Rows from a pointing dataset
....

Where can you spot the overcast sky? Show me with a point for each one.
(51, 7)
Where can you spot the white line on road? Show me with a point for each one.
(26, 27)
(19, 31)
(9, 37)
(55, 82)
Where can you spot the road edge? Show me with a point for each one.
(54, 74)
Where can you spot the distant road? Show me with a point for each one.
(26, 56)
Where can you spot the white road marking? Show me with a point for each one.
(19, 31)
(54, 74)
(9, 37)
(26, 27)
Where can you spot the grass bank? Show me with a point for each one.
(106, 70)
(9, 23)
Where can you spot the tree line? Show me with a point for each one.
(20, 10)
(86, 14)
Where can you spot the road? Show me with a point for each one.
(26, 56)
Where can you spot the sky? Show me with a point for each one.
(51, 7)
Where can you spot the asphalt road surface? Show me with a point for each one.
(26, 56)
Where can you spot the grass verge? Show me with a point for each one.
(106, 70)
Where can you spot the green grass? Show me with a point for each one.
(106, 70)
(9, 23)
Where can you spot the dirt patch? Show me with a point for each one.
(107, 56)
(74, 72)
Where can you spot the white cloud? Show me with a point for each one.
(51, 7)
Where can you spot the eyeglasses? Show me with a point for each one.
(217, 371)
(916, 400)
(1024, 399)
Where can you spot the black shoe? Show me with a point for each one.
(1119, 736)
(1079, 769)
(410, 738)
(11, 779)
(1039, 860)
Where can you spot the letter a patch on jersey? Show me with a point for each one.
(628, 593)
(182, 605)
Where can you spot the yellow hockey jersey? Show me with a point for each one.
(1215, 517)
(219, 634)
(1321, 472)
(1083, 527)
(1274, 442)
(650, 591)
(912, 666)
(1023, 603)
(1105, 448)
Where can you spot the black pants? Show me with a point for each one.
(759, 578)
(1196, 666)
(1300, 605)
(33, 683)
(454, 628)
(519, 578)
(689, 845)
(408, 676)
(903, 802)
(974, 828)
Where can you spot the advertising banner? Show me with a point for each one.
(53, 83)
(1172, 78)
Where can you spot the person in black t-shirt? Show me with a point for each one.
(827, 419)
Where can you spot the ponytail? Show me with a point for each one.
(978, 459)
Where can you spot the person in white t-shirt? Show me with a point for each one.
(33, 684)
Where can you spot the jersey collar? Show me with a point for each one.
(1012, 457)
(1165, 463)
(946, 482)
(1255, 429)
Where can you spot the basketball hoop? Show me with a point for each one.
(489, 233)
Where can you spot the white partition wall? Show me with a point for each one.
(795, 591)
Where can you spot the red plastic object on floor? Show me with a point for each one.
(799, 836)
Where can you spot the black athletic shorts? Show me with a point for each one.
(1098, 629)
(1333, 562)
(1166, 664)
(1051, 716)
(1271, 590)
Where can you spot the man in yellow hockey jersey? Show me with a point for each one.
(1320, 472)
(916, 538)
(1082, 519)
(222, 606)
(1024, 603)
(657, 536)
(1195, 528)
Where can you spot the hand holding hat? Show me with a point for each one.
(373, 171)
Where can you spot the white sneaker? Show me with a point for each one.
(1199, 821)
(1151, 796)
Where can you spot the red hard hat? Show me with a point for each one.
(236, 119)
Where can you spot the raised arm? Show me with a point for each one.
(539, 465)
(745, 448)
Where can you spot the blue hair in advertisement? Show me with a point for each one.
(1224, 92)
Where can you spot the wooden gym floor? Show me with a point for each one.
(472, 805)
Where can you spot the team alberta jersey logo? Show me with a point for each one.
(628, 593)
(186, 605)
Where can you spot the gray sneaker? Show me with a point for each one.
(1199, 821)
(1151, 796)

....

• Instructions to follow:
Produce an exact copy of every entry above.

• Written answer:
Where can you spot the overcast sky? Show me with a point for each one.
(51, 7)
Where can you spot the white line on road? Show me with a point for each one.
(26, 27)
(19, 31)
(9, 37)
(55, 82)
Where can you spot the road edge? Show me with a point for each one.
(54, 74)
Where can you spot the distant road? Show me with a point for each one.
(26, 56)
Where can you spot the white road marking? Show me with a point for each one.
(19, 31)
(54, 74)
(9, 37)
(26, 27)
Where can you spot the grass bank? Show me with a point for each one.
(106, 70)
(9, 23)
Where can you spot the tree line? Show me with a point for each one.
(20, 10)
(86, 14)
Where can you spot the road? Show me with a point for each one.
(26, 56)
Where can you spot the sky? Show me with a point for each one.
(51, 7)
Where can you spot the asphalt road surface? Show me with a point for each one.
(26, 56)
Where can you spot the grass verge? Show me with a point for each one.
(106, 70)
Where can you spot the green grass? Show me with a point for each one.
(106, 70)
(9, 23)
Where can you spot the dirt patch? Show me with a point for each one.
(107, 56)
(74, 72)
Where can you spot the white cloud? Show me with a point for each one.
(51, 7)
Where can you spot the eyeglasses? Show me with a point for each one.
(217, 371)
(916, 400)
(1024, 399)
Where can you spot the black shoe? Show me with a point for each one.
(1119, 736)
(1079, 769)
(410, 738)
(11, 779)
(1039, 860)
Where can you spot the letter a patch on jersey? Show me with a point for each one.
(628, 593)
(182, 605)
Where can you spot the yellow hockey jersey? Show me with a point for each one.
(1215, 517)
(219, 634)
(1321, 472)
(1083, 527)
(1274, 442)
(650, 591)
(912, 666)
(1023, 603)
(1105, 448)
Where can you spot the black pants? Show me with a point for each one.
(759, 578)
(1196, 666)
(1300, 605)
(33, 683)
(454, 628)
(519, 578)
(689, 845)
(408, 676)
(903, 802)
(974, 828)
Where can you spot the advertising banner? Show me with a point for each one.
(53, 83)
(1172, 78)
Where can you spot the person in black t-shirt? Show me with a point for each one.
(827, 419)
Where can you spot the ponytail? Show me with a point for each one.
(978, 459)
Where can you spot the person in white t-shirt? Show me with a point for each one.
(33, 684)
Where can you spot the jersey collar? Show me with a point for each one.
(1012, 457)
(1165, 463)
(946, 482)
(1255, 429)
Where can you spot the basketball hoop? Show me with a point for each one.
(489, 233)
Where can you spot the white partition wall? Show me with a point for each one.
(795, 591)
Where can you spot the red plastic object on floor? Show me with a point for each one.
(799, 836)
Where can you spot the black athletic shorts? Show me with a point for each one.
(1098, 629)
(1333, 562)
(1166, 664)
(1051, 716)
(1271, 590)
Where can you spot the man in yellow hockey jersey? Show me with a point for each one.
(1320, 472)
(916, 538)
(1082, 519)
(222, 606)
(1024, 603)
(657, 536)
(1195, 528)
Where can you spot the hand holding hat? Show me with a point for each one.
(373, 171)
Where can you spot the white sneaker? Show me with a point for each one.
(1199, 821)
(1151, 796)
Where can you spot the red hard hat? Show me with a point for each one.
(236, 119)
Where can you spot the raised arm? Show me with a point for each one.
(539, 465)
(745, 448)
Where can you spot the blue hair in advertisement? Show me with a point for each one.
(1224, 92)
Where can you spot the wooden gym floor? Show me with a point for each one.
(472, 805)
Where can you spot the team alberta jersey logo? Show me with a point for each one.
(628, 593)
(186, 605)
Where can you spot the gray sneaker? Show me with a point for each one.
(1199, 821)
(1151, 796)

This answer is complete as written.